Aim of the task: Return only this: the line with "indicate the mountain range, one" and all the lines that follow it below, through the final one, exactly as they are.

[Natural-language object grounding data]
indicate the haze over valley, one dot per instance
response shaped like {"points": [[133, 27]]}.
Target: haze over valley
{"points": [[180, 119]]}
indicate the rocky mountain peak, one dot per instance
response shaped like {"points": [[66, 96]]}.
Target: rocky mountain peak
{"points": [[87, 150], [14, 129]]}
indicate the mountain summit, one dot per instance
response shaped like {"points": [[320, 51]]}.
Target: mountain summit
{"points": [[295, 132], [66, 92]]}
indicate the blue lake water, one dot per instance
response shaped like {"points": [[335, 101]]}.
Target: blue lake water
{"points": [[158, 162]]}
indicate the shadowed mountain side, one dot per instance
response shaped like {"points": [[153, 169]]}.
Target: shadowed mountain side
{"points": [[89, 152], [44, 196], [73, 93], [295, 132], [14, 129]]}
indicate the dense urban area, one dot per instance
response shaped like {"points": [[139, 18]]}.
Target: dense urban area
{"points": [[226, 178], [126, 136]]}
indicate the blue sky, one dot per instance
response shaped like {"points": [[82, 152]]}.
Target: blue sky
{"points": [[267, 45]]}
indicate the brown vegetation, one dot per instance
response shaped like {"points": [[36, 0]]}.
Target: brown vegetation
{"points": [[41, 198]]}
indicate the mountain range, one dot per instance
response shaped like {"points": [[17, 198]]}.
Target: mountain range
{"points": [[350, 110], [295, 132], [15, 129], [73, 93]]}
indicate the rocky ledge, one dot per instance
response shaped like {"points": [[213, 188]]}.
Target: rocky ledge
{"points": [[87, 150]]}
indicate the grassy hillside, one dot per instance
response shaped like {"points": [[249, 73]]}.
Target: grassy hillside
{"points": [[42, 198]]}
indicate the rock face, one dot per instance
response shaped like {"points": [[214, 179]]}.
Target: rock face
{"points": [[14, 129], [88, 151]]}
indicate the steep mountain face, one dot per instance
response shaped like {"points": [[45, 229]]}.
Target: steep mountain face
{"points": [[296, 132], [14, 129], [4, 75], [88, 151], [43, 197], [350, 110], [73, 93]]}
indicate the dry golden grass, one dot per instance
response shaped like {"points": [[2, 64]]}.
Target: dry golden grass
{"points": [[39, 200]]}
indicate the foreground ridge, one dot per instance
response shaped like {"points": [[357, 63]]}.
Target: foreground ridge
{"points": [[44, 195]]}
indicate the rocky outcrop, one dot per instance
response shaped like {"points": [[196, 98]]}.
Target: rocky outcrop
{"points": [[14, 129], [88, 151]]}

Answer section:
indicate the mountain range, one dot per instance
response shaped like {"points": [[17, 198]]}.
Target: mountain range
{"points": [[350, 110], [295, 132], [15, 129], [73, 93]]}
indicate the rocky ledge, one dot per instance
response shaped like {"points": [[213, 188]]}.
Target: rocky ledge
{"points": [[87, 150]]}
indicate the grassy hillside, one dot per instance
response shaped like {"points": [[249, 73]]}.
Target: grassy hillside
{"points": [[42, 198]]}
indicate the rock face, one dot per instance
response shaped like {"points": [[214, 179]]}.
Target: rock face
{"points": [[14, 129], [88, 151]]}
indicate the steep mountain face, one dot per instance
response shaped like {"points": [[45, 229]]}.
Target: steep mountain face
{"points": [[296, 132], [14, 129], [4, 75], [88, 151], [43, 197], [350, 110], [73, 93]]}
indicate the dry golden grass, one dot per instance
response shaped like {"points": [[2, 64]]}.
Target: dry golden grass
{"points": [[39, 200]]}
indicate the foreground ridge, one dot per instance
response shaped like {"points": [[357, 63]]}.
Target: foreground ridge
{"points": [[44, 195]]}
indicate the rocky outcrop, one dot per instance
response shaped like {"points": [[196, 98]]}.
Target: rocky outcrop
{"points": [[14, 129], [88, 151]]}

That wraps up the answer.